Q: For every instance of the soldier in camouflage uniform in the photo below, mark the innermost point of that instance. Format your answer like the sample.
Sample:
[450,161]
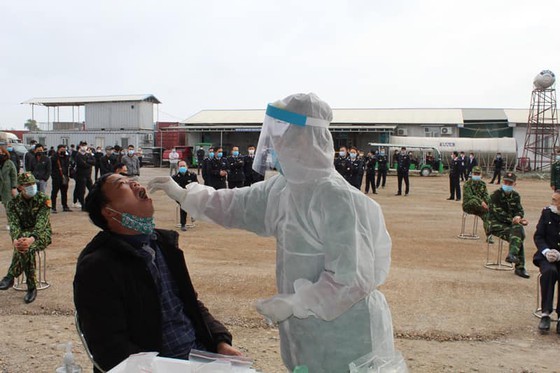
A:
[505,220]
[555,172]
[30,230]
[475,196]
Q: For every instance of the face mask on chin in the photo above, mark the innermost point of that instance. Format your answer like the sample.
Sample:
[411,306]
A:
[143,225]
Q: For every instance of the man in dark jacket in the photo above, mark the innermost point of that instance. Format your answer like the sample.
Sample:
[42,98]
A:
[236,172]
[40,167]
[547,258]
[184,178]
[60,164]
[132,289]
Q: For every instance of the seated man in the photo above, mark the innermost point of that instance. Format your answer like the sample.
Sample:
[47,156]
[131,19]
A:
[547,258]
[184,178]
[475,196]
[30,230]
[505,220]
[132,290]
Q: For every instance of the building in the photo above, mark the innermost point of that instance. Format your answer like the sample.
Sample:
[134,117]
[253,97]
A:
[109,120]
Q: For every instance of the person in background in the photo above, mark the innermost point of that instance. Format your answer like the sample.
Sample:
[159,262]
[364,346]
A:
[199,159]
[131,161]
[251,176]
[30,231]
[370,163]
[236,166]
[206,175]
[97,156]
[121,169]
[60,179]
[108,161]
[498,166]
[547,258]
[40,166]
[184,178]
[403,167]
[382,167]
[555,171]
[455,171]
[173,161]
[506,220]
[14,157]
[132,289]
[8,178]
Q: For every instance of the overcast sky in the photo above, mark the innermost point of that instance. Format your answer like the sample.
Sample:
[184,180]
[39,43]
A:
[242,54]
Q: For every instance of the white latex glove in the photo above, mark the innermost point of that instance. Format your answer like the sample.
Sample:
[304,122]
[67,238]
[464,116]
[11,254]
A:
[169,186]
[552,255]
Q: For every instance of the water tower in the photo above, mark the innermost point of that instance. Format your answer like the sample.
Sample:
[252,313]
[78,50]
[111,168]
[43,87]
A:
[542,125]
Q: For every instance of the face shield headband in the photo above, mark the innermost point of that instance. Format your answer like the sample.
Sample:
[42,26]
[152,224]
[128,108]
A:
[276,122]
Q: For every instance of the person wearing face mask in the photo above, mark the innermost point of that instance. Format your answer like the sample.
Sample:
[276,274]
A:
[60,179]
[184,178]
[547,258]
[555,171]
[403,167]
[506,221]
[206,175]
[132,162]
[236,169]
[356,173]
[251,176]
[333,249]
[132,289]
[342,163]
[382,167]
[498,166]
[8,178]
[30,231]
[41,167]
[14,157]
[475,196]
[218,170]
[199,159]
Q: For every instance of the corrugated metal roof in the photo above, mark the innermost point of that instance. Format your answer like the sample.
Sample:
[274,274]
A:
[368,116]
[79,101]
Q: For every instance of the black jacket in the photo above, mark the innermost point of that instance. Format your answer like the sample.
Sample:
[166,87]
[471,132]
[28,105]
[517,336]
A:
[118,304]
[547,234]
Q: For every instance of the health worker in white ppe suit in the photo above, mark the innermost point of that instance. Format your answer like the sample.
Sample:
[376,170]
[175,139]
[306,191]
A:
[333,249]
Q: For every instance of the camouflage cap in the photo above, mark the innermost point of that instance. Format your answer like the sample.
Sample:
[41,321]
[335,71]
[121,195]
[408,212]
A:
[510,176]
[26,178]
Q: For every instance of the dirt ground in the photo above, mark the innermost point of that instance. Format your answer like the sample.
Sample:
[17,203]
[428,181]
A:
[450,314]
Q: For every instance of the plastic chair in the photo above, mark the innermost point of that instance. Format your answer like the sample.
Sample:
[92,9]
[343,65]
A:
[538,310]
[84,342]
[499,264]
[40,272]
[473,234]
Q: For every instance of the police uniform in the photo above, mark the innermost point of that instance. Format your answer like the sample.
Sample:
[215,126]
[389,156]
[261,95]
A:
[503,208]
[28,217]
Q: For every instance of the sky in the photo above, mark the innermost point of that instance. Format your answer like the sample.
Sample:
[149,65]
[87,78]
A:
[243,54]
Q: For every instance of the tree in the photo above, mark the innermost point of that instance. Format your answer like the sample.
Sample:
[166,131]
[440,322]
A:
[31,125]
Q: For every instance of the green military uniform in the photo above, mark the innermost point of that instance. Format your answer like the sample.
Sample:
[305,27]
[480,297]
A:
[555,175]
[28,218]
[503,208]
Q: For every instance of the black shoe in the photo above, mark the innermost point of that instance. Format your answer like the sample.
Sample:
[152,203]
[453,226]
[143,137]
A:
[544,325]
[30,296]
[6,283]
[512,259]
[521,272]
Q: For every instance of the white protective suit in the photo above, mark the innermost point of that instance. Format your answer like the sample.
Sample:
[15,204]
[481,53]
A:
[333,249]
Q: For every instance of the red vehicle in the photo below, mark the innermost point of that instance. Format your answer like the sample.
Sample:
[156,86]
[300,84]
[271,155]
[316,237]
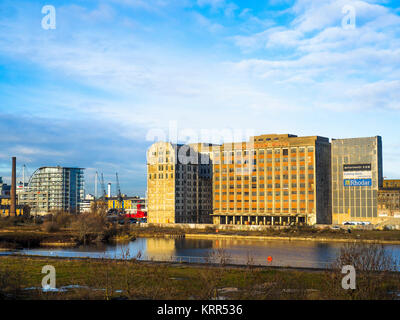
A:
[139,213]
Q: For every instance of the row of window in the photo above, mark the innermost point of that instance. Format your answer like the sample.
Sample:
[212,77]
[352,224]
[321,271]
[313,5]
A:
[285,152]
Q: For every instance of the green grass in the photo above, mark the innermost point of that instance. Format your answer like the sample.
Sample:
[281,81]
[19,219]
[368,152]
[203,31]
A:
[142,280]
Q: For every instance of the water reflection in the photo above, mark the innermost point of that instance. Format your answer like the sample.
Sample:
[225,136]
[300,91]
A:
[282,253]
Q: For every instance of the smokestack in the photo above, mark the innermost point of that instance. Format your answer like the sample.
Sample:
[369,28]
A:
[13,211]
[109,190]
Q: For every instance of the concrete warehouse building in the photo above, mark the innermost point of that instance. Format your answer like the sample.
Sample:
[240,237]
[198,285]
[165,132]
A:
[272,179]
[179,187]
[54,188]
[356,179]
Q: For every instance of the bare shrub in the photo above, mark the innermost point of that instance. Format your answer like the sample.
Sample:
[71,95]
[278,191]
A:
[50,226]
[218,256]
[374,278]
[10,283]
[364,257]
[62,218]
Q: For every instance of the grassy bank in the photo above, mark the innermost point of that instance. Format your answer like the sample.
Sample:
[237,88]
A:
[304,233]
[30,235]
[131,279]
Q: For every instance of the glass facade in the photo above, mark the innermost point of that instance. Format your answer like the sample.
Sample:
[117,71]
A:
[54,188]
[358,200]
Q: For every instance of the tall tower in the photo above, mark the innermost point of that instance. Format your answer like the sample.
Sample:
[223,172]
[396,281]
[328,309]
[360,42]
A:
[13,194]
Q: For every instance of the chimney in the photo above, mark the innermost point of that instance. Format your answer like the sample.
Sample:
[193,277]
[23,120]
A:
[13,211]
[109,190]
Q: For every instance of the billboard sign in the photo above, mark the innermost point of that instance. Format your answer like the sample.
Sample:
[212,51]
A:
[357,175]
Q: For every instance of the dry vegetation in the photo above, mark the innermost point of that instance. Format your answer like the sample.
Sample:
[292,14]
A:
[130,278]
[60,227]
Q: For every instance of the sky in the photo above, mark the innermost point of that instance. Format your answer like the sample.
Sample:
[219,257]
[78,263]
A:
[113,76]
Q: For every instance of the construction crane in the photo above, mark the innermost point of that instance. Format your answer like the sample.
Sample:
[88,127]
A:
[119,195]
[103,189]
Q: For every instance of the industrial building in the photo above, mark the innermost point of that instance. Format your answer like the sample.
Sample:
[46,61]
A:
[126,204]
[54,188]
[357,176]
[272,179]
[179,185]
[389,201]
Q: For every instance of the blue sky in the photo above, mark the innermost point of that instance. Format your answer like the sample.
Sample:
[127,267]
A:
[90,92]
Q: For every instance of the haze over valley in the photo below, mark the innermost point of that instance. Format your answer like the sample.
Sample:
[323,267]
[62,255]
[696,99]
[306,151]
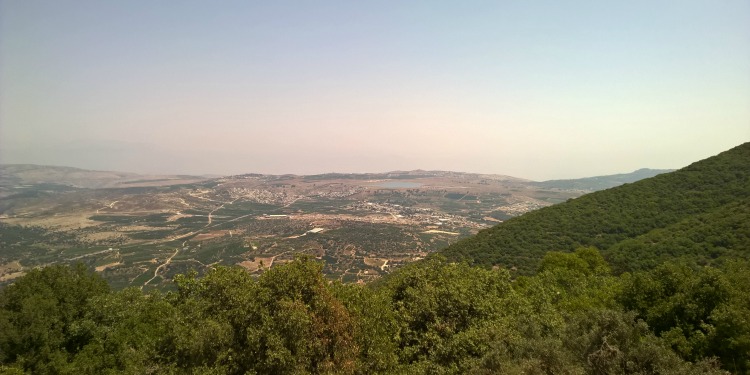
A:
[142,230]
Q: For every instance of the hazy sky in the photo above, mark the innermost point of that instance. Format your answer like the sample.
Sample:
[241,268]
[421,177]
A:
[534,89]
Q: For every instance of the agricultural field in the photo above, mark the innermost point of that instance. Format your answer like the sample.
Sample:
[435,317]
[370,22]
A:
[141,232]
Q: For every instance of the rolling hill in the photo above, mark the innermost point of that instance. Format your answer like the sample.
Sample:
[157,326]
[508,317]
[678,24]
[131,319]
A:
[631,223]
[597,183]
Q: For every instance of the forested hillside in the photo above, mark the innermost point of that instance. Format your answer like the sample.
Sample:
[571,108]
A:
[699,194]
[434,317]
[669,293]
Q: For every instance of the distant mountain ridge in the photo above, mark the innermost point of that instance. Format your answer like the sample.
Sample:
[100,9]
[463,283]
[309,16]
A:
[630,222]
[85,178]
[601,182]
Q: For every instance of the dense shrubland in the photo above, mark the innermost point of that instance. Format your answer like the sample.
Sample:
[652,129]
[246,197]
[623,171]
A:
[703,209]
[668,294]
[434,317]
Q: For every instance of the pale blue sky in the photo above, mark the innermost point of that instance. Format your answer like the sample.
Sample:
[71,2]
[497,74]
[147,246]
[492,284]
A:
[534,89]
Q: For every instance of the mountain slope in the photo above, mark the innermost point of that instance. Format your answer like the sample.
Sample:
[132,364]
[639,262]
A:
[601,182]
[605,218]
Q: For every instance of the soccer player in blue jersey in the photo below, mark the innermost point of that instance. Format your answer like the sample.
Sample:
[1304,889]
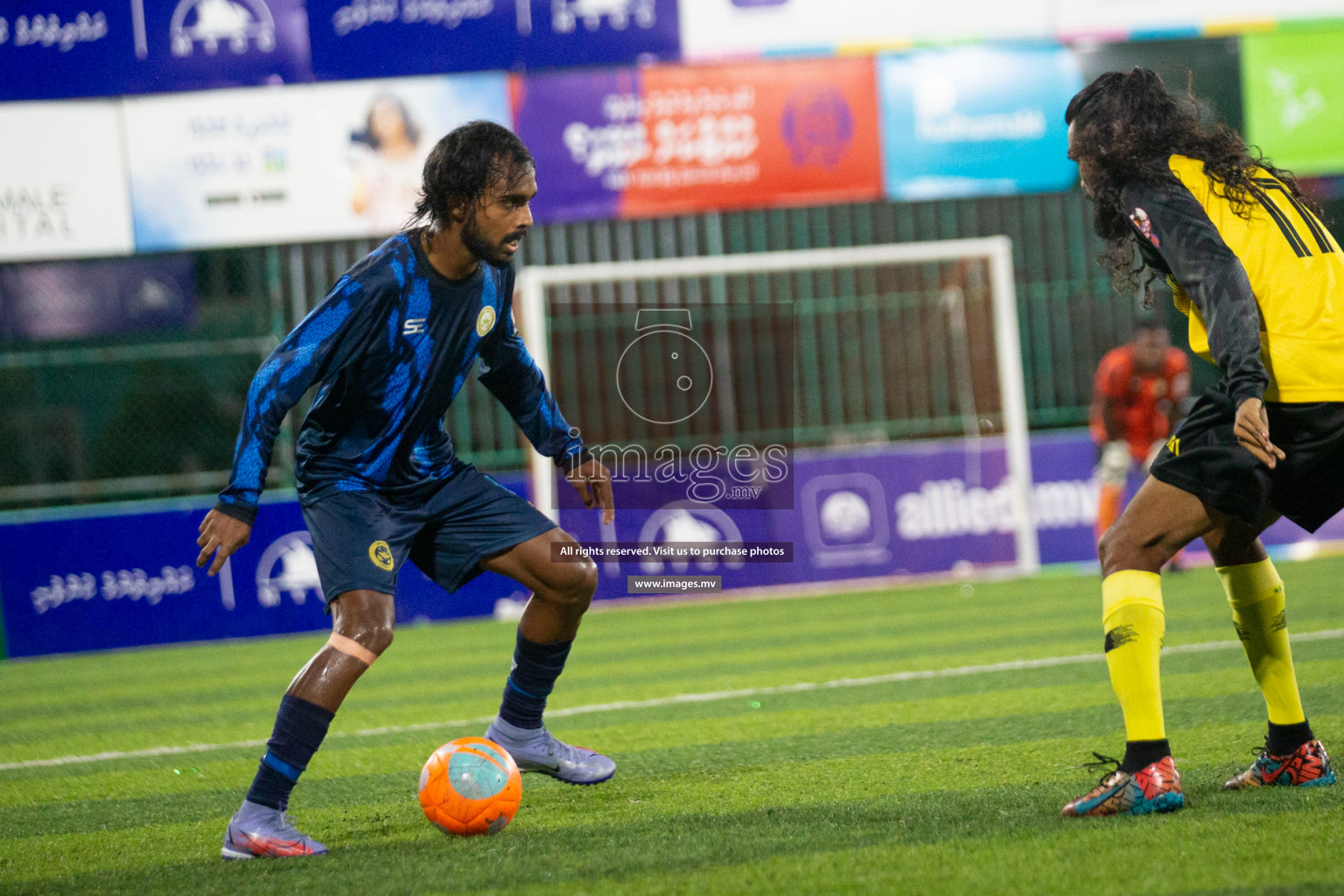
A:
[388,348]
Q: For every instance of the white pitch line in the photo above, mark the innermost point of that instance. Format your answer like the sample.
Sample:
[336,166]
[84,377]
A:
[1012,665]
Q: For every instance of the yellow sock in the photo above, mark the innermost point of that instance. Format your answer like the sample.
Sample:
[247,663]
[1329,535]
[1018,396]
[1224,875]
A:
[1136,622]
[1256,597]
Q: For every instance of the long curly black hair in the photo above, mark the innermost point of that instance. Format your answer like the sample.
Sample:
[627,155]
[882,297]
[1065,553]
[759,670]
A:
[464,164]
[1130,124]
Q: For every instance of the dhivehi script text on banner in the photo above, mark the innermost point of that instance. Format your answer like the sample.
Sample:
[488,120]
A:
[290,164]
[666,140]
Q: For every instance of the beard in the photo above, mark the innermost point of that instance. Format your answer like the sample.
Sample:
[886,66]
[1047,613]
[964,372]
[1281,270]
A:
[478,243]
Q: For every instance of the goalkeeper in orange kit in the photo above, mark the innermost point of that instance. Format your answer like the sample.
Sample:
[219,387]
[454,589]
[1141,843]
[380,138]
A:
[1138,394]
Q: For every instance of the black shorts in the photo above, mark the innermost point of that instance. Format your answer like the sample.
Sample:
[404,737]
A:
[361,539]
[1308,484]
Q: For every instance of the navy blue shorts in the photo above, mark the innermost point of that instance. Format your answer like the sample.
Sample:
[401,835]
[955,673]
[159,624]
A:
[361,539]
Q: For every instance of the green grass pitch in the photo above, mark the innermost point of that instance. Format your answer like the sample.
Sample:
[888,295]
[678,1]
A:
[928,785]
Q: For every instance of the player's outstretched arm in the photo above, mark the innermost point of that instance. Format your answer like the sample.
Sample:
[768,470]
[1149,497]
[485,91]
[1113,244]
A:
[220,535]
[323,343]
[1251,430]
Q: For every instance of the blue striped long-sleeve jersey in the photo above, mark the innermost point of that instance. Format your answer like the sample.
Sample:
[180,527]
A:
[390,346]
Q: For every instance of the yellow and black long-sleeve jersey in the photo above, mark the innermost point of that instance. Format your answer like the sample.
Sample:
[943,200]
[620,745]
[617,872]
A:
[1264,294]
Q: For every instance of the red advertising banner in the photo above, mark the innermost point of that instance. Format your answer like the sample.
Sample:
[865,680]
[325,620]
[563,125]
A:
[666,140]
[760,133]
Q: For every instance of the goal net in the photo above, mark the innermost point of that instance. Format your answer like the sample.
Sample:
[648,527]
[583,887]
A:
[825,354]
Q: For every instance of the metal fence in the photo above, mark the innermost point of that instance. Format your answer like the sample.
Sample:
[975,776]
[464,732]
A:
[158,416]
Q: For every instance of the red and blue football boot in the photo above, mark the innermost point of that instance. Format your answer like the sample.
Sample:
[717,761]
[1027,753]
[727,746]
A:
[1308,766]
[1152,788]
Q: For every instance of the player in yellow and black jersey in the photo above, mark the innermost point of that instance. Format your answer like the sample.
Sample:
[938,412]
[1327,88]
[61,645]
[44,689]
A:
[1263,284]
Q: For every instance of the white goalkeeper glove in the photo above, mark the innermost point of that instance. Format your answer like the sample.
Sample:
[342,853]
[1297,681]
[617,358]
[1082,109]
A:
[1113,468]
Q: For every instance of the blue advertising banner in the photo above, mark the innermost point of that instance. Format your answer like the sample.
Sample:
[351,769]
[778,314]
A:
[382,38]
[60,49]
[976,121]
[94,578]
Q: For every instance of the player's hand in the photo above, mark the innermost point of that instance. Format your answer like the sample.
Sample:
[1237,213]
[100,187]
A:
[1251,430]
[593,482]
[223,534]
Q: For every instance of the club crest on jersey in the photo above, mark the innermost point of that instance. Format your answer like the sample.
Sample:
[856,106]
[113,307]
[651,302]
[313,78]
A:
[381,555]
[486,320]
[1144,226]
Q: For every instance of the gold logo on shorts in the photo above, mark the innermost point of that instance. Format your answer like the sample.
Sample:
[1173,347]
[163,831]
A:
[486,320]
[381,555]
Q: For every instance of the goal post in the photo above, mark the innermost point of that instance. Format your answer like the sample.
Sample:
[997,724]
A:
[995,253]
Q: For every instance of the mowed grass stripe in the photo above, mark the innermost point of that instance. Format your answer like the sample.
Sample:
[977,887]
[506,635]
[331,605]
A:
[892,785]
[1215,659]
[770,734]
[118,717]
[394,852]
[697,635]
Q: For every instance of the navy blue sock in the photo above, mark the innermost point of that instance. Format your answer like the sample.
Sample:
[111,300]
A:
[529,682]
[300,727]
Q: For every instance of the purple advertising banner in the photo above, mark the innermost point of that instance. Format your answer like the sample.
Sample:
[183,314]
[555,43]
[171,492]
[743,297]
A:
[889,511]
[75,300]
[95,578]
[388,38]
[125,575]
[582,145]
[60,49]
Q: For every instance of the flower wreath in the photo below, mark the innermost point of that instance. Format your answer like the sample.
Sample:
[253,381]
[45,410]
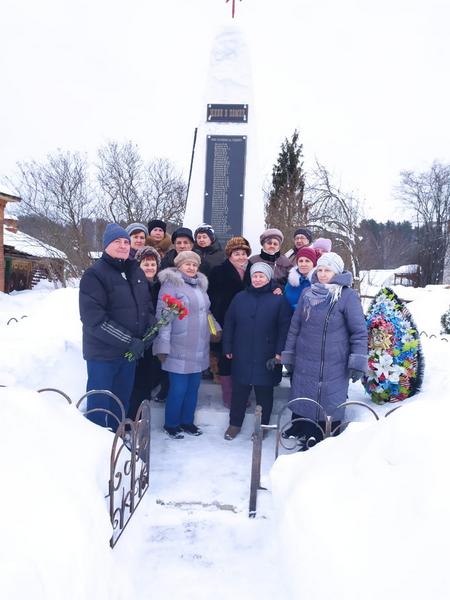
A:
[395,353]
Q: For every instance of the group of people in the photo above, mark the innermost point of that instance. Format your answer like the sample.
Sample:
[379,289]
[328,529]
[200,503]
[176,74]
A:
[248,314]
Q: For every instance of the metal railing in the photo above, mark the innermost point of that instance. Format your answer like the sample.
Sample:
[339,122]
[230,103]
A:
[323,426]
[129,465]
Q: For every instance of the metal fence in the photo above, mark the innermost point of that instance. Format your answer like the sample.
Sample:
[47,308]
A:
[323,427]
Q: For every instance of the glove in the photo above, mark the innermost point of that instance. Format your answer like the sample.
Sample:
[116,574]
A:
[137,348]
[355,374]
[272,363]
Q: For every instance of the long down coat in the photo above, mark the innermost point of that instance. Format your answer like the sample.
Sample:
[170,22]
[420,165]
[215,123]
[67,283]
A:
[323,343]
[256,326]
[186,342]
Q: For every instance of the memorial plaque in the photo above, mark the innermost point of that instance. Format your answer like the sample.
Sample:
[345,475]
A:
[227,113]
[224,184]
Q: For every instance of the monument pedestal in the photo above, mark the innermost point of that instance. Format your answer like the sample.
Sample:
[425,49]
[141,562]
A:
[225,187]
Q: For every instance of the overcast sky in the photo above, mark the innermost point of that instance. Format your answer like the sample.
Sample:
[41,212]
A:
[365,82]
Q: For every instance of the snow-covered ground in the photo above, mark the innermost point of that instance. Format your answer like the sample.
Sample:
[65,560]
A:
[365,515]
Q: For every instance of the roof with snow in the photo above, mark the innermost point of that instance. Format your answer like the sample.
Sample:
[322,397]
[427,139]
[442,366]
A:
[9,194]
[23,242]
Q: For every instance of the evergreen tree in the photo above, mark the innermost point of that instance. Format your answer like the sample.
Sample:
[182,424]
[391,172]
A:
[286,207]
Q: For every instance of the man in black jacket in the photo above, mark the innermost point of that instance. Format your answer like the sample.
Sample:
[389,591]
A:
[116,311]
[182,240]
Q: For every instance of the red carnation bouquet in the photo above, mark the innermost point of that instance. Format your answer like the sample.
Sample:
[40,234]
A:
######
■ **Request**:
Exactly repeat the lines from the line that contains "Q: For every instance of the roof" to the end of the entries, both included, and leave out all other lines.

■ **Expected answer**:
Q: For every instance of the roof with snow in the photo above, mark the innermost point of that instance. Format your answer like the sample.
Sample:
[322,397]
[427,139]
[442,366]
A:
[9,194]
[23,242]
Q: For every instance of the evergreen tree in the photo above, mark the innermost point of that instance. Format your answer like the sample.
Sample:
[182,424]
[391,172]
A:
[286,207]
Q: For every instance of the man in black jacket in the photo above, mark the innermost point of that instance. Format your answer like the sample.
Sample:
[389,591]
A:
[116,311]
[182,240]
Q: For every instance of the red carnation bouquet in the photo above, mark the innermost point of that instance. Format your answer like the sample.
Sample:
[40,234]
A:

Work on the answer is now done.